→ **Aim of the task**:
In the records below, print each line exactly and leave every image out.

→ **Data extract**:

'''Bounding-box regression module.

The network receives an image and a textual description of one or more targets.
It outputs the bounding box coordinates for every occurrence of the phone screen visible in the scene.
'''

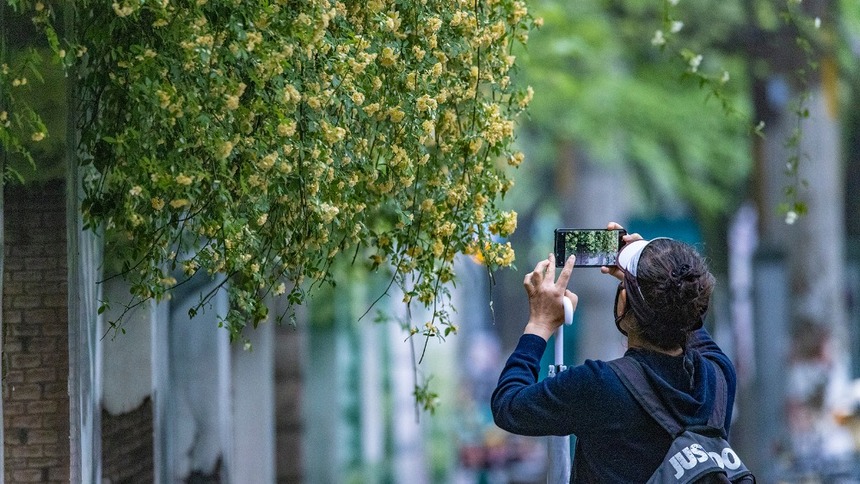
[554,229,626,267]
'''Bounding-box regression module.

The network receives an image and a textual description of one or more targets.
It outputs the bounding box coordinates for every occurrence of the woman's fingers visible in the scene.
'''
[607,221,642,243]
[623,232,643,243]
[543,254,556,281]
[555,255,575,289]
[524,259,550,291]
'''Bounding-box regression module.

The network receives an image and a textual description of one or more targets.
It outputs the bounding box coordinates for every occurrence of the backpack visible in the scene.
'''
[608,357,755,484]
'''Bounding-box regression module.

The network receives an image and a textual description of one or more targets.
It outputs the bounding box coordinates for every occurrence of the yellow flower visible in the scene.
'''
[430,62,443,78]
[412,46,426,61]
[151,197,165,210]
[436,221,455,238]
[469,138,483,154]
[450,11,465,27]
[432,239,444,257]
[385,11,401,32]
[363,103,381,116]
[388,107,405,123]
[351,91,365,105]
[31,132,46,142]
[379,47,398,67]
[175,174,193,185]
[511,1,528,22]
[277,121,296,137]
[129,186,143,196]
[416,94,437,113]
[519,86,534,108]
[259,152,278,170]
[156,90,170,108]
[225,95,240,110]
[322,125,346,144]
[246,31,263,52]
[319,202,339,223]
[509,151,525,167]
[170,199,190,209]
[112,2,134,17]
[426,16,442,32]
[282,85,301,104]
[491,211,517,237]
[217,141,234,159]
[495,242,515,266]
[183,261,199,276]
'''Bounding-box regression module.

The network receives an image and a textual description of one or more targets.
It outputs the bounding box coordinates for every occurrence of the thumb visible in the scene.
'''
[564,290,579,312]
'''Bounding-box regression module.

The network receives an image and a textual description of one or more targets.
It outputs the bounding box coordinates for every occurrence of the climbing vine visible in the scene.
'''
[1,0,534,345]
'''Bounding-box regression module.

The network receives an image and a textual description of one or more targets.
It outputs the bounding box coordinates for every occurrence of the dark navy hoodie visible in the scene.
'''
[491,328,736,483]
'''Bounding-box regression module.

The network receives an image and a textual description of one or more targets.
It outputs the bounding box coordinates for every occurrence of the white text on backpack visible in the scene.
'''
[669,444,743,479]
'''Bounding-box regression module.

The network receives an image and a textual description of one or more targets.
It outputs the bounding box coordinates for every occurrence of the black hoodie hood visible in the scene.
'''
[624,346,718,429]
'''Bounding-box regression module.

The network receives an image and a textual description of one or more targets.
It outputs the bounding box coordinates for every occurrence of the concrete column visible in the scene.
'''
[744,249,790,481]
[154,274,231,482]
[230,318,275,483]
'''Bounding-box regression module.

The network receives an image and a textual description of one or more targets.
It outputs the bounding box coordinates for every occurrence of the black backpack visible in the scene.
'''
[608,357,755,484]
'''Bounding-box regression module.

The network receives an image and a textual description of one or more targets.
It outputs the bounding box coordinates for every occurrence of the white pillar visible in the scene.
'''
[230,318,275,483]
[67,173,104,484]
[389,287,430,484]
[154,274,231,482]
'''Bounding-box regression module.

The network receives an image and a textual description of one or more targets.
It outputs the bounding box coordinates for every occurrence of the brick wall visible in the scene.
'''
[3,180,71,483]
[102,397,153,483]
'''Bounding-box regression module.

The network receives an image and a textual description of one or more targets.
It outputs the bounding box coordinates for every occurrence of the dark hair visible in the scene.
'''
[622,239,715,350]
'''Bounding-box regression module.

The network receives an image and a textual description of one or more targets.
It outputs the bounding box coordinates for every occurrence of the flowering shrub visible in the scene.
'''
[2,0,535,342]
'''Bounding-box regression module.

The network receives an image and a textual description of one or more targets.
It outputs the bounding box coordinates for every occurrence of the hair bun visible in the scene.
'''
[628,239,715,351]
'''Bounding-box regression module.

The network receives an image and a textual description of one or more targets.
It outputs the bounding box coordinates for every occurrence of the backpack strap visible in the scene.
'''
[608,357,683,437]
[608,356,728,438]
[706,358,728,430]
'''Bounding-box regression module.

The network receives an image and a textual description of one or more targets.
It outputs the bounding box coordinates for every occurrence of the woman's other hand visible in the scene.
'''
[523,253,578,341]
[601,221,643,281]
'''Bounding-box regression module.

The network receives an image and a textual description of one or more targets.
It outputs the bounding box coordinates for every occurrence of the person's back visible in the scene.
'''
[490,226,738,482]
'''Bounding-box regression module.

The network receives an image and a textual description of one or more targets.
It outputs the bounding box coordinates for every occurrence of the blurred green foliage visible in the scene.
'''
[509,0,754,223]
[4,48,67,183]
[506,0,857,232]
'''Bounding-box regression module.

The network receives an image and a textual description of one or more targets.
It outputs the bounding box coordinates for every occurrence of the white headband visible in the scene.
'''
[617,238,671,276]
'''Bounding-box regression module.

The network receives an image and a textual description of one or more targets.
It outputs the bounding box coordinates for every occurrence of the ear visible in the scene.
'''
[619,313,636,335]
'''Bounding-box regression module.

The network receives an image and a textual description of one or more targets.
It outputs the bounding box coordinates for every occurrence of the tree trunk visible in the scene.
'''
[742,9,849,475]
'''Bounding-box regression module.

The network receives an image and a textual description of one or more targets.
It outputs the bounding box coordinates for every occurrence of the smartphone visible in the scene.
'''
[554,228,627,267]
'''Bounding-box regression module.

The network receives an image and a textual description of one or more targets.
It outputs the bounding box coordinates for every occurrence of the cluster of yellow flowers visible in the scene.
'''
[20,0,539,340]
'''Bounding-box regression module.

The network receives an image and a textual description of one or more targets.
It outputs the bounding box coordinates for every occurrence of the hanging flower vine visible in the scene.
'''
[1,0,535,343]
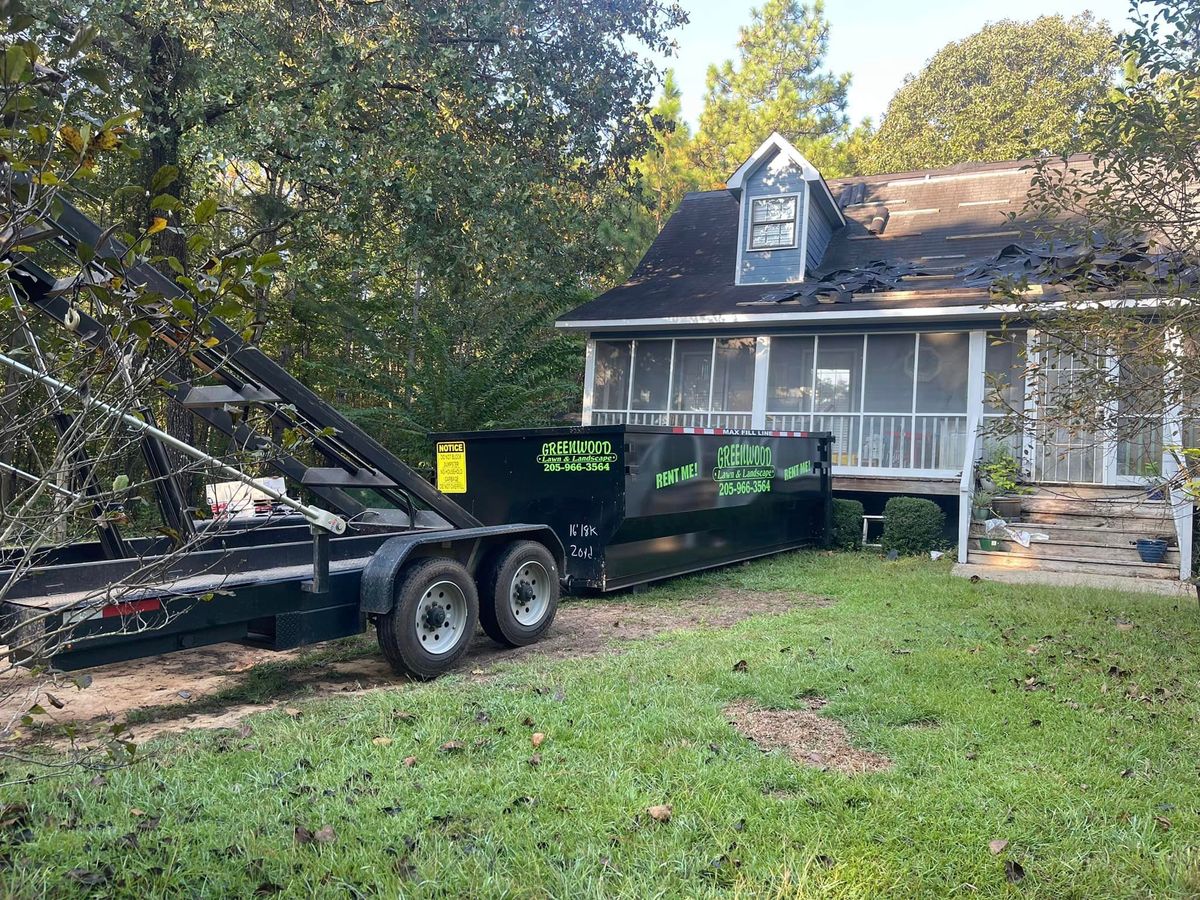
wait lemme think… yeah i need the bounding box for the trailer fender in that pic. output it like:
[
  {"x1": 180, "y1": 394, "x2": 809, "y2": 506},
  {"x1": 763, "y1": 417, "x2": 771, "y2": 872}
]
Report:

→ **Solution to the problem**:
'''Bounding-box regression module.

The network receives an image and a textual description of one or more targets.
It outputs the bounding box coordinates for every occurrence of the phone screen visible in the scene.
'''

[554,229,626,267]
'''Bounding-box regression module.

The network receives an image and a textual description of one or more targets.
It outputs the bounding box coordinates for every occurrence of the woman's fingers visible in the scene.
'''
[607,221,642,243]
[623,232,643,243]
[543,254,556,281]
[555,255,575,289]
[524,259,550,291]
'''Bounding-box regression module.

The network receives an image and a textual description of one or more targets.
It outputs the bounding box coordinates for every occurrence of the backpack visible in the scene.
'''
[608,357,755,484]
'''Bounding-box regression module.

The network receives an image and a textual description of one or more targets.
It outputs the bounding box coordinates for every occurrence of the yellow flower visible in the scene.
'''
[430,62,443,78]
[412,46,426,61]
[151,197,165,210]
[436,221,455,238]
[469,138,483,154]
[450,11,465,27]
[432,239,444,257]
[385,11,401,32]
[363,103,381,116]
[388,107,405,123]
[351,91,365,105]
[31,132,46,142]
[379,47,398,67]
[175,174,193,185]
[511,1,528,22]
[277,121,296,137]
[129,186,143,196]
[416,94,437,113]
[519,86,534,108]
[259,152,278,170]
[156,90,170,108]
[225,95,240,110]
[322,125,346,144]
[246,31,263,52]
[319,202,339,223]
[509,151,525,167]
[170,199,190,209]
[112,2,134,17]
[426,16,442,32]
[282,85,301,104]
[491,211,517,237]
[217,141,234,159]
[495,242,515,266]
[183,261,199,276]
'''Bounding-box regression module.

The network receives an image and a textual description of one or more targets.
It outputs the bounding box coordinates for every occurrence of the thumb visible in the scene.
'''
[564,290,579,312]
'''Bounding-box regression module.

The network receives an image and a textual description of one or more targets.
It outputs the bounding box coordinates for every occurrence of the climbing vine visible in the scene.
'''
[1,0,534,345]
'''Bounding-box regression module.

The network receives an image and a textual description of one or more targets.
It outputs the bounding box coordinates for every occurrence of the dark navy hoodie visible in the scene.
'''
[491,328,736,483]
'''Bounding-box regression module.

The network receives an image and a textual description of one or more targets.
It outputs the bounding box coordinates for every occurrence of the white text on backpack visible in the scene.
'''
[669,444,743,479]
'''Bounding-box regression module.

The network receives an image and a textual description of one or more targets.
It outputs the bounding box coordinates for every occurrence of the black hoodie hood visible in the scene.
'''
[624,346,718,429]
'''Bounding-box regression module.

The network receives an image and a textual description of one or more targets.
It outputs the bounding box coordinates for every occurrence of the concrete column visible in the scene.
'''
[744,249,790,481]
[154,274,231,482]
[230,318,275,483]
'''Bounding-box regression module.

The network receives an image and a textual description of one or more targets.
It outputs the bounding box coordinates for every occurrence of the black backpack visible in the scene.
'''
[608,357,755,484]
'''Bounding-box regression module.

The network receives an image and a textual description of one or more targets.
It outputs the bounding box coordinates for every occurrence of the white pillar visible in the scene.
'''
[230,318,275,483]
[67,173,104,484]
[389,287,430,484]
[154,274,231,482]
'''Bounding-box regression module.

The network receives an image and a textual description of one or more targets.
It outputs the bounding box coordinates for every occurrence of the brick wall visible in the scene.
'''
[3,180,71,483]
[102,397,153,483]
'''Bounding-box regression module.

The network receives an image and a textual description of one or more targets.
It outputs the bounding box coordinates for every occurrence of the dark hair visible in the scene.
'''
[622,239,715,350]
'''Bounding-box regression module.

The network receives an image and a textual description of one or more targets.
It outputs the bounding box coordinates for every occurrence of the flowering shrub visible in the scene.
'''
[2,0,535,342]
'''Bounding-box regression module.

The network receives an image and a textual description of one or more targets.
It outputs the bounding box coordinates for every occurrence of the hair bun visible in the scene.
'''
[628,239,715,351]
'''Bounding-box regression module.

The network receives an image and a textual description of one or more targets.
It outputs the bounding box coordinates for every occurrence of the backpack strap visible in the scene.
'''
[608,357,683,437]
[608,356,728,438]
[706,358,728,430]
'''Bounding-box regression module.

The network receives an image and a textual description of one or more targets.
It outputs the bounding box coordinates for every occurrence of the woman's other hand visible in the scene.
'''
[523,253,578,341]
[601,221,643,281]
'''Bounding-box regression module.

The network receives an image and a textual description of one or more targets.
It outputs the bounding box coordinates for every occurrence of the person's back visible in the scene.
'''
[490,226,738,482]
'''Bounding-box regression module.

The network receives an image and a textual description of one or more targets.
It outputs the bounding box coordinates for every occurrence of the blurred green foliage visible in the scene.
'''
[509,0,754,223]
[4,48,67,183]
[506,0,857,232]
'''Bounding-box regression module.

The network receives an image and a textual description of one or more targets.
It outputs the bounding box coordinates for every occurrence of the white headband visible in the scene.
'''
[617,238,671,276]
'''Bounding-box regression module.

The network receives an image and a textual description of one or more targets.
It outputs the bounding box coordinates for every occurrence of the ear visible in the scene.
'''
[619,313,636,335]
'''Bounding-box regression module.

The network receives an image and a textual description of one or more targets.
It outputs the bounding box coordinates for every occurrence of the tree trunk visible in the scene.
'''
[742,9,849,475]
'''Bounding-box regression module.

The network receives an image and a textual description of one or more targets.
It outputs the bounding box coordinates for every occurrence of the smartphone visible in the scene.
'''
[554,228,627,267]
'''Bounding-box regression module.

The network receives an image and a textual description of one or more targets.
It outputs the bounding box coordinates for every occurrence of the cluster of yellow flowers visible in the scene.
'''
[20,0,539,340]
'''Bounding-box regression module.

The network receives an image and a textual description of one or more targets.
It outputs the bounding box coordinates for every occurrence of the hanging flower vine visible in the scene.
'''
[1,0,535,343]
wait lemme think… yeah i need the bounding box for the trailer fender in that pic. output it like:
[
  {"x1": 180, "y1": 394, "x2": 809, "y2": 506},
  {"x1": 763, "y1": 417, "x2": 771, "y2": 872}
]
Report:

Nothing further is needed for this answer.